======== Given data

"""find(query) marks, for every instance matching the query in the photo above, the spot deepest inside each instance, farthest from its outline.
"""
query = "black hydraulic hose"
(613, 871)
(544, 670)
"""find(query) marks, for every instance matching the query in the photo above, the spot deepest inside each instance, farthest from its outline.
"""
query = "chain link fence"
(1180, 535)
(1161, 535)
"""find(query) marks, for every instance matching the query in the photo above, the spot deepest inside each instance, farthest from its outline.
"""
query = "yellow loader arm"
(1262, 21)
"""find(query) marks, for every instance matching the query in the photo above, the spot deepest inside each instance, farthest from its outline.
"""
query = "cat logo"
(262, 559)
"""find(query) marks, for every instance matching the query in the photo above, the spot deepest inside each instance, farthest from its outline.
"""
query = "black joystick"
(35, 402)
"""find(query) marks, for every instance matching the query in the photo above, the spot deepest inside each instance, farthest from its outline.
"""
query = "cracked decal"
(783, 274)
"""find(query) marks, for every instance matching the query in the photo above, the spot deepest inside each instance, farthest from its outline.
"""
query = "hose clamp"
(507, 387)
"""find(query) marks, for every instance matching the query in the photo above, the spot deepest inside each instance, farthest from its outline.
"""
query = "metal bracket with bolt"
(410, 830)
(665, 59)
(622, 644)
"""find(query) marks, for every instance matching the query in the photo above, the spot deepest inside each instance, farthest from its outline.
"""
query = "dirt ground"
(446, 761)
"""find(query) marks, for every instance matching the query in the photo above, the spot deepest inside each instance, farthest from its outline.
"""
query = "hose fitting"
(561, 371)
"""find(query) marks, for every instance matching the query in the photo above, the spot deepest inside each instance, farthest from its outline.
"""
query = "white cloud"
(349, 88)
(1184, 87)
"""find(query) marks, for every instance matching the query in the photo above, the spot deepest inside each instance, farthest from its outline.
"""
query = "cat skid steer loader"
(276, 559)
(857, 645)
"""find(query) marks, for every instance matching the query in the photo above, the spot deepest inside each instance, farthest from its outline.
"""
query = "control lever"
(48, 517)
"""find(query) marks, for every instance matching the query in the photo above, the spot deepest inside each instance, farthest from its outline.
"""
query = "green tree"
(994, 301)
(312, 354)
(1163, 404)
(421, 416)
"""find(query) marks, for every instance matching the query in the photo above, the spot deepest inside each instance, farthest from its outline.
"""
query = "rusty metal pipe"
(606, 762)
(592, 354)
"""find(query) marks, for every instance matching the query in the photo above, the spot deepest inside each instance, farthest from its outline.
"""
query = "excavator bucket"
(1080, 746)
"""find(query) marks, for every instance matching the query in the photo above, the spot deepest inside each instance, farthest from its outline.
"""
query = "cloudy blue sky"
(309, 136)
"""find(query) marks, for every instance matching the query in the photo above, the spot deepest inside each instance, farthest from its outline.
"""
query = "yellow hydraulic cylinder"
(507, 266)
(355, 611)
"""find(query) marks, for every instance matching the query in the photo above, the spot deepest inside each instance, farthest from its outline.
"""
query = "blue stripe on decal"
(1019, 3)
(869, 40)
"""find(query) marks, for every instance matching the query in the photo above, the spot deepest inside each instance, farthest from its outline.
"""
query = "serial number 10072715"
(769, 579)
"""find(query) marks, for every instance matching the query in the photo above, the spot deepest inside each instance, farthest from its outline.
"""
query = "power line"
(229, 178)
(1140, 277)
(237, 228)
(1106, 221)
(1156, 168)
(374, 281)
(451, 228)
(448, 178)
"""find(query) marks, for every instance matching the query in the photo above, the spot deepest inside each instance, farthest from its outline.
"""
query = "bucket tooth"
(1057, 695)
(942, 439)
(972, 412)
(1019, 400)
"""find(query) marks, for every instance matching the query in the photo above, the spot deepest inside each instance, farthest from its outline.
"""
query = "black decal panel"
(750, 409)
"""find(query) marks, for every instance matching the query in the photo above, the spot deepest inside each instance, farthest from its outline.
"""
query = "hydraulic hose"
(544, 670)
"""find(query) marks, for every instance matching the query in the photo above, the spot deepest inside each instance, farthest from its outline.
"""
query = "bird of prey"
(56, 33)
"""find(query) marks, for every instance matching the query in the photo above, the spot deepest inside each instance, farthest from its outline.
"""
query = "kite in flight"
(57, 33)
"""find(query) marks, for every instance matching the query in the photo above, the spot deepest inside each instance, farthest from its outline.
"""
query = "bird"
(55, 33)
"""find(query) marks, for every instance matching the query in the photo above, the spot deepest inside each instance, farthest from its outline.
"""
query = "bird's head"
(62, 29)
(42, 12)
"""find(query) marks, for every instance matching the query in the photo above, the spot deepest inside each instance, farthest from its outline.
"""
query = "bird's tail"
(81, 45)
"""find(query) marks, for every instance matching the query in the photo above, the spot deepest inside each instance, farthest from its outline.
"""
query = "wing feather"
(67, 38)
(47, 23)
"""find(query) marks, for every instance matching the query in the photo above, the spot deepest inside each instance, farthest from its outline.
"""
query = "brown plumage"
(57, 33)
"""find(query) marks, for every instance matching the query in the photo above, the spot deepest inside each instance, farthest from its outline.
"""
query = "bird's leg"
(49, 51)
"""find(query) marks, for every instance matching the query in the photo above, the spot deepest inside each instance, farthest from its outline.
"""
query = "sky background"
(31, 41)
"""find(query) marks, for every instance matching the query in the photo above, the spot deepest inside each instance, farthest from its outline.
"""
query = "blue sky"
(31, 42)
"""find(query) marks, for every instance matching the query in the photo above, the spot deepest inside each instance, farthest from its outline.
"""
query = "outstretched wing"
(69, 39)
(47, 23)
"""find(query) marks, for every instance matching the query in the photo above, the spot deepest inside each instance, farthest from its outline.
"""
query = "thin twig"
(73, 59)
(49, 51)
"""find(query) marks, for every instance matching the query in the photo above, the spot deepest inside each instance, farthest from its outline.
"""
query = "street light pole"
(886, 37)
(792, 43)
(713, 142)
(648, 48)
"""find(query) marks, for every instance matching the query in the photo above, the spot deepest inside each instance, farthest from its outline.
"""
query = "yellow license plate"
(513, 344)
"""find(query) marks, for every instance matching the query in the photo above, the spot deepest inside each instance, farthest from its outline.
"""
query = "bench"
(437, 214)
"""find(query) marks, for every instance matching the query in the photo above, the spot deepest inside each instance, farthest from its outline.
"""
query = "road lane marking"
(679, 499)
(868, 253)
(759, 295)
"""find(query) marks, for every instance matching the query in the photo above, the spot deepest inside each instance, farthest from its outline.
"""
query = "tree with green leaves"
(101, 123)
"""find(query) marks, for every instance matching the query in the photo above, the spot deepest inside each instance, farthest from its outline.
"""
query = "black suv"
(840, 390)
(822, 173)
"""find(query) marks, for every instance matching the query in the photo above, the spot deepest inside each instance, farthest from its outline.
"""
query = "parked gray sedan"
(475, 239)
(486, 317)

================

Reproduce all the records precisely.

"""find(query) marks, for every instance matching the query in the photo above, the spot deepest inside each instance, farthest from its outline.
"""
query = "black hydraulic hose"
(613, 871)
(544, 670)
"""find(query) marks, for every instance matching the query in the photo above, the spot deepest inside each instance, farthest from its outline.
"""
query = "chain link fence"
(1180, 535)
(1161, 535)
"""find(query) marks, for every instance matching the query in the photo above, the spot deepest inside each instance, farthest from its outline.
"""
query = "yellow loader arm"
(1262, 21)
"""find(query) marks, for every instance matching the query in the photo above, the spot deepest inside each instance, farthest from its outline.
"""
query = "cat logo"
(262, 559)
"""find(query) marks, for every instance matching the query in the photo above, the spot deepest inside each instance, farthest from its outline.
"""
query = "black joystick"
(35, 402)
"""find(query) marks, for every instance matching the query in the photo above, the spot deepest inside each instance, farthest from its outline.
"""
query = "cracked decal"
(783, 274)
"""find(query) marks, for every instance matching the query in the photo above, the spot deepest inside each instance, farthest from its outline.
"""
query = "hose clamp"
(507, 387)
"""find(query) marks, for every instance matching the query in the photo above, the spot deepest inside each instance, farthest from its outline.
"""
query = "metal bracket with bolt"
(410, 830)
(665, 59)
(622, 644)
"""find(query) marks, for every instance matching the query in the photo above, the spot deepest inside each instance, farthest from its outline.
"""
query = "dirt ground"
(446, 761)
"""find(query) marks, for every instance matching the query in the photo above, the spot deepest inside each instance, farthest from its outline.
"""
query = "hose fitting"
(561, 371)
"""find(query) marks, for every instance matching the query in the photo above, the spot deepest inside each instance, farthest from its outline.
"""
query = "white cloud"
(349, 88)
(1184, 87)
"""find(query) marks, for every instance matching the query in the photo above, the spot deepest inside each instance, farthest from its outline.
"""
query = "cat skid steer loader"
(276, 559)
(857, 645)
"""find(query) marks, for every instance matching the query in the photo above, the spot deepest inside each instance, farthest from its outline.
"""
query = "control lever"
(48, 517)
"""find(query) marks, for every instance matching the query in the photo above, the spot deepest inside each instance, farthest from its outline.
"""
query = "green tree"
(994, 301)
(312, 354)
(1163, 404)
(421, 416)
"""find(query) marks, for every instance matching the query in the photo above, the spot deepest inside each instance, farthest from its outline.
"""
query = "rusty metal pipe"
(606, 762)
(592, 354)
"""find(query) marks, for every instance matching the query in the photo above, the spot deepest inside each instance, farthest from its outline.
"""
query = "excavator bucket"
(1080, 746)
"""find(query) marks, for every instance matching the query in the photo above, the spot deepest inside each instance, farthest from its outline.
"""
query = "cloudy blue sky"
(309, 136)
"""find(query) marks, for every instance matching the query in the photo above, the spot deepest inside each instance, farthest from its outline.
"""
query = "yellow hydraulic cylinder"
(507, 266)
(355, 611)
"""find(query) marks, for every instance matching the query in the photo above, the spot deepest inside each instance, farthest from its outline.
"""
query = "blue stripe on decal"
(1019, 3)
(869, 40)
"""find(query) marks, for every instance matching the query in the photo above, the spot deepest inside each instance, farthest from its outline.
"""
query = "serial number 10072715"
(769, 579)
"""find(query) marks, for every instance matching the query in the photo above, the spot deepest inside each instance, farthest from its outline.
"""
query = "power line"
(229, 178)
(1140, 277)
(237, 228)
(1106, 221)
(1156, 168)
(374, 281)
(451, 228)
(448, 178)
"""find(query) marks, for every instance matching the query in the photo above, the spot deepest inside each instance, farthest from its outline.
"""
query = "bucket tooth"
(1057, 695)
(942, 439)
(972, 412)
(1019, 400)
"""find(query) marks, for every instance matching the query in the photo above, the spot deepest inside each instance, farthest from its outline.
"""
query = "black decal panel"
(750, 409)
"""find(query) marks, for every instance matching the query in the photo above, the spot deepest inside each instance, farthest from its outline.
"""
query = "hydraulic hose"
(544, 670)
"""find(query) marks, for every instance matching the query in the photo above, the spot deepest inside each instance, farthest from its outline.
"""
query = "bird of prey"
(56, 33)
"""find(query) marks, for every instance matching the query in the photo above, the spot deepest inside each instance, farthest from its outline.
"""
query = "kite in flight"
(57, 33)
"""find(query) marks, for every instance matching the query in the photo above, the spot deepest inside each instance, farthest from its outline.
"""
query = "bird"
(55, 33)
"""find(query) marks, for every instance matching the query in the photo above, the spot deepest inside each instance, farthest from its outline.
"""
query = "bird's head"
(62, 29)
(42, 12)
"""find(query) marks, for every instance matching the query in the photo above, the spot deepest inside each instance, farthest from its outline.
"""
query = "bird's tail"
(81, 45)
"""find(query) marks, for every instance matching the query in the photo above, the spot deepest inside each instance, farthest from its outline.
"""
query = "wing feather"
(67, 38)
(47, 23)
"""find(query) marks, for every instance matching the query in the photo above, the spot deepest inside each instance, farthest from its outline.
"""
query = "brown plumage"
(57, 33)
"""find(query) marks, for every instance matching the query in the photo above, the spot deepest inside each instance, farthest from its outline.
"""
query = "bird's leg"
(49, 51)
"""find(query) marks, for every instance matching the query in the photo above, the spot deepest inside each instance, farthest from its outline.
"""
query = "sky background"
(31, 41)
"""find(query) marks, for every instance matching the query in the photo above, the spot deepest inside each instance, farthest from its outline.
"""
query = "blue sky"
(31, 42)
"""find(query) marks, for every instance matching the query in the photo above, the spot deepest inside each instance, farthest from its outline.
"""
query = "outstretched wing"
(69, 39)
(47, 23)
"""find(query) marks, for every instance matching the query in the photo above, the spot deepest inside each instance, farthest from its outline.
"""
query = "thin twig"
(73, 59)
(49, 51)
"""find(query) marks, for every instance matching the query in the photo above, the spot deepest inside each instance, farthest from its outline.
"""
query = "street light pole"
(886, 37)
(792, 43)
(713, 142)
(648, 48)
"""find(query) marks, for every instance matching the query in the photo above, the spot deepest inside each instance, farthest from its outline.
"""
query = "yellow license plate"
(513, 344)
"""find(query) marks, for every instance matching the query in the photo above, the spot deepest inside each instance, farthest from its outline.
"""
query = "bench"
(437, 214)
"""find(query) marks, for every instance matching the query in the photo above, the spot deepest inside each instance, farthest from its outline.
"""
query = "road lane marking"
(679, 499)
(868, 253)
(759, 295)
"""find(query) marks, for every instance matching the query in the photo above, the spot deepest inside each instance, farthest from its outline.
"""
query = "tree with green leaves"
(101, 123)
"""find(query) marks, for every instance matching the query in the photo above, the spot deepest inside each instance, farthest from its outline.
"""
query = "black suv"
(840, 390)
(822, 173)
"""find(query) marks, for every instance matching the query in the photo above, the spot deepest inside each instance, farthest from its outline.
"""
query = "parked gray sedan"
(475, 239)
(486, 317)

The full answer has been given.